→ EXERCISE TASKS
[1] Summarize the case-law passage on examining physicians' duties in two sentences.
[2] For each statement, say yes or no to whether it agrees with the case-law passage on examining physicians' duties, and quote the words that decide it. (a) In Chiasera, the negligence action was subject to the two and one-half year medical malpractice limitation. (b) The Chiasera court noted a dearth of appellate decisions on the matter. (c) In Ferguson v Wolkin, the plaintiff's return to work was required by the physician's report to her employer.

---------- PROVIDED PASSAGE

In the Chiasera case (supra) during a workers’ compensation examination the plaintiff claimed the physician injured him. Again the court, predating the findings of the Fourth Department in Twitchell v MacKay (78 AD2d 125), found a limited form of physician-patient relationship wherein the physician owed a duty of ordinary care not to injure in the course of the examination; giving rise to an action in ordinary negligence, subject to a three-year Statute of Limitations rather than the two and one-half year medical malpractice limitation. The court referred to the dearth of appellate decisions relating thereto.

The defendant further submits Ferguson v Wolkin (131 Misc 2d 304) wherein the court found that the examining physician, an "Impartial Medical Opinion Examiner” under a collective bargaining agreement in effect between the plaintiff’s employer and his union, had a duty to properly perform the physical examination, which duty did not extend to said expert’s conclusion with respect to the disability of the plaintiffs, the complaint of the action alleging that her subsequent injury to her back was due to her premature return to work, which return was required by the physician’s report to her employer that she was no longer disabled.

The court therefore did not extend the physician-patient relationship beyond the examination itself and specifically excludes from the physician’s responsibility to the plaintiff any expression of his expert opinion, whether the conclusions and findings are correct or incorrect. The exam being one thing, the report based thereon being another.

--------------------
---------- THE DATA

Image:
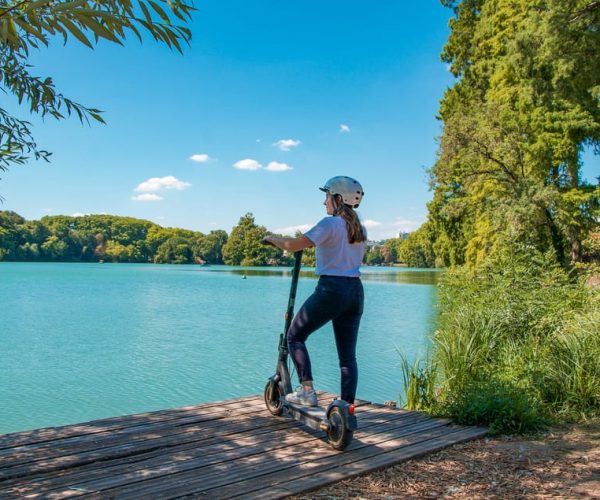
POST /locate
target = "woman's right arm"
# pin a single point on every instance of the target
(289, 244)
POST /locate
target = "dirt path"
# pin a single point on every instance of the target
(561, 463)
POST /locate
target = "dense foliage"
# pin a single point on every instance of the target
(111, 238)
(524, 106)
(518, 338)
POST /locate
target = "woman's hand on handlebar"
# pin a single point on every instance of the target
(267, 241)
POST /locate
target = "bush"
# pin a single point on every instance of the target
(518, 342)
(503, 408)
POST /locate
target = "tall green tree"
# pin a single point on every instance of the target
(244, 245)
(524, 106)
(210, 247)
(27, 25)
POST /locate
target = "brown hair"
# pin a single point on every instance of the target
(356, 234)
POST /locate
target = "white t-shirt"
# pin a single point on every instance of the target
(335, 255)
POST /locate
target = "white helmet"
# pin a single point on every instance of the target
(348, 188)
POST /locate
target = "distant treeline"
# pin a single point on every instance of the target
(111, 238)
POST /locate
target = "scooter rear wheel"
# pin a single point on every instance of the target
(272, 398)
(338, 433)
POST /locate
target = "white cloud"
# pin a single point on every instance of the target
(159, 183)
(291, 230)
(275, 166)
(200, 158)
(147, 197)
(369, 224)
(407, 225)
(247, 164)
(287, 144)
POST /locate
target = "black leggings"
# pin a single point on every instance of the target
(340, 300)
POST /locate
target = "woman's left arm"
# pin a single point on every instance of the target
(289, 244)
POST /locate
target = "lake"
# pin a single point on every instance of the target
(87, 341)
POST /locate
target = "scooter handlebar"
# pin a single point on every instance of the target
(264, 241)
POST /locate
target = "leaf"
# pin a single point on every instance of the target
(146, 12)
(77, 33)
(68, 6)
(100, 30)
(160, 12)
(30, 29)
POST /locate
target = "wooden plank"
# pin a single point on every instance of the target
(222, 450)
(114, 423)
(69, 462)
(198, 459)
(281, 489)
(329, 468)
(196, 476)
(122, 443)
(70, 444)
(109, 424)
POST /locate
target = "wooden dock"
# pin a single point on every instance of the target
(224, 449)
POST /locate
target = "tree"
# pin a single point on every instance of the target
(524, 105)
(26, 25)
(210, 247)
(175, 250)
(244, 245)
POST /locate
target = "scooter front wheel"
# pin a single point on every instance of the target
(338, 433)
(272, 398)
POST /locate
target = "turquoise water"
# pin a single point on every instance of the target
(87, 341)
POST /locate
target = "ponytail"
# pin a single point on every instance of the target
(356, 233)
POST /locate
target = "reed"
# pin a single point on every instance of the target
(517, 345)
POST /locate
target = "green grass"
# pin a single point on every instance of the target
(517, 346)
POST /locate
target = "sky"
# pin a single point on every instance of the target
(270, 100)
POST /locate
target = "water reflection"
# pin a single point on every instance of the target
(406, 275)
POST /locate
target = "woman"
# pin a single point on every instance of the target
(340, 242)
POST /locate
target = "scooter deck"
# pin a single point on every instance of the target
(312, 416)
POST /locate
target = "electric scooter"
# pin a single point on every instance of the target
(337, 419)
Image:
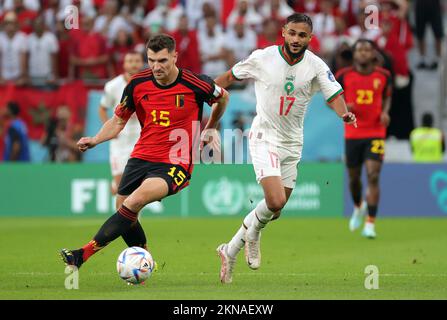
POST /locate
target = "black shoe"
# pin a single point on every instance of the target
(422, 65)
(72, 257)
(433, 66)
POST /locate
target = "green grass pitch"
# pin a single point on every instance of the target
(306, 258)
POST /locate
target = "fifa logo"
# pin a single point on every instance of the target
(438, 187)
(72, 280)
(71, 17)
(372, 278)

--------------------

→ SOLVED TASKS
[1] In Chiasera, the court found a limited physician-patient relationship in which a physician conducting a workers' compensation examination owed a duty of ordinary care not to injure the plaintiff. This gave rise to an ordinary negligence action subject to a three-year Statute of Limitations, while in Ferguson v Wolkin the court held that the examining physician's duty covered properly performing the physical examination but did not extend to his expert conclusion about the plaintiff's disability, whether correct or incorrect.

[2]
(a) No: "subject to a three-year Statute of Limitations rather than the two and one-half year medical malpractice limitation"
(b) Yes: "The court referred to the dearth of appellate decisions relating thereto."
(c) Yes: "which return was required by the physician’s report to her employer that she was no longer disabled"